begin EXCERPTED PASSAGE

With my team facing such unfairness, I might have thrown rocks as well.
Although the camera pans away from the play soon after Ivery is tackled, there is no evidence from the video clip of a cheap shot. After extensive research, I personally cannot find anything mentioned in a newspaper or the like of a late hit, cheap shot, Code Red, or bounty, and I certainly have never heard of a Bulldog player later boasting about it.
If anyone does know of any evidence, please let me hear from you.
What was evident was the "thuggery" by the Yellow Jackets just three years later in Atlanta.
During the 1981 meeting between the Bulldogs and Jackets, the behavior of the Tech fans in the stands and players prompted Georgia cornerback Dale Williams to say, "They were using their mouth more than their shoulder pads the whole game. I couldn't believe some of the things that went on out there today."
Safety Steve Kelly added, "You really had to be careful. [Tech] took some unnecessary shots when the play was over."
"On the final drive, [the Yellow Jackets] were spitting on us," said Georgia quarterback Buck Belue.
The rivalry might have been old-fashioned, but clean?
That was the straw that broke the Bulldog's back! With Georgia already drubbing Tech 37-7 late in the game, Dooley, at the request from the team, replaced his reserve offense and reinserted his starters. This included The Man of Steel, who had already called it a day.
"We wanted to cram the ball down their throats, and we did," said Belue. The senior quarterback added that it was the first time he had ever seen the eyes of the normally mild-mannered Walker "light up."
Nearly three decades after the game, rarely will you hear a Bulldog complain about Tech's undeniable and confirmed, low-rent misconduct from 1981. Instead, you'll hear about Superman's 225 yards and four touchdowns in a 44-7 blowout on the Flats.

end EXCERPTED PASSAGE

- DIRECTIONS
Do these statements agree with the passage about the Georgia and Georgia Tech football rivalry? 1. The writer found newspaper reports of a cheap shot on Ivery. 2. Buck Belue said the Yellow Jackets spat on Georgia players during the final drive. 3. Georgia won the 1981 game 44-7. For each, answer yes or no and quote the words from the passage that decide it.

begin MATERIAL PROVIDED

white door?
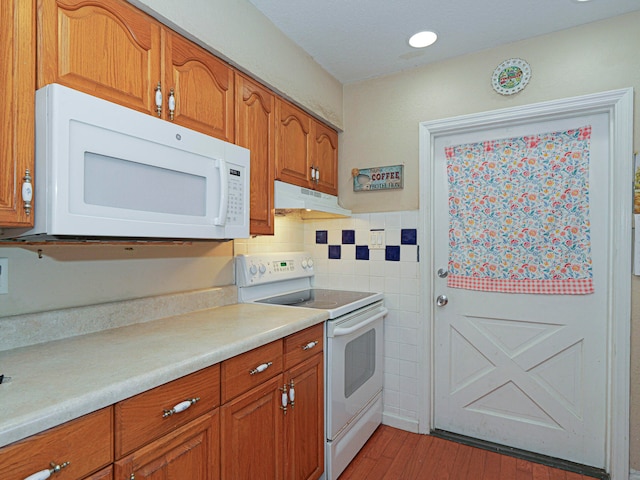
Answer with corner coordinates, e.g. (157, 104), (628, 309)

end MATERIAL PROVIDED

- THE RESPONSE
1. No: "I personally cannot find anything mentioned in a newspaper or the like of a late hit, cheap shot, Code Red, or bounty"
2. Yes: "On the final drive, [the Yellow Jackets] were spitting on us," said Georgia quarterback Buck Belue.
3. Yes: "a 44-7 blowout on the Flats"